-- Source --
Paris   The first ever meeting of ACORN related organizers in Europe is at the midway point and continues to produce real work and encouraging plans and programs for the future. For many of you that’s just blah, blah, blah, good luck and who cares, so let me share a couple of tricks our French organization is trying to teach me, some with more ease than others. Who knows what will take, but the process itself is interesting and educational.

We always say that for organizing and actions to work well, it’s also important that they be fun. Sitting in our office in Aubervilliers, there was a children’s game of some kind next to where I had perched my laptop for a minute trying to catch up on email in other time zones after the first day of meetings with the Alliance organizing staff about organizing drive mechanics. It was obviously some kind of children’s toy, and since we were sharing the space with some other organizations, I just assumed that it was something someone had left to occupy their kids when they were trying to get something done. When Solene Compingt, the Alliance staff director, came in, I jokingly asked her what was up with this thing. It had four different colors and was obviously a game that eliminated choices between the players. She explained that they had bought it for their Parisian staff. There had been three organizers on the Paris team, all hired at the same time, all equal, so sometimes, not unusually, they had some challenges being able to make decisions. In a poignant, but good spirited way, Solene had broken through the problem by getting them the game, so that they could play it and – with tongue in cheek – make a decision based on whoever won. Ingenious!

picture of open forum wildness
picture of open forum wildness

In making the agenda for the meeting with the Alliance team, especially Adrien Roux, I had not clearly understood something called “Open Forum,” which I thought was just a bridge introduction to the workshops, many of which were listed, and that we had reviewed in several revisions back and forth. When the national coordinator in Britain had suggested another topic after the drafts were out, Adrien had simply said, no problem, we’ll deal with it in the “open forum” and take suggestions on additional workshops. Oh, OK, I’d thought, whatever, we’ll add it later, and away we go.

-- Task statement --
Please give Solene Compingt's role as stated in the Paris meeting post above.

-- Data section --
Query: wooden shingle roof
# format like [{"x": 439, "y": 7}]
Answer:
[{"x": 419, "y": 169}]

-- Written answer --
She is the Alliance staff director.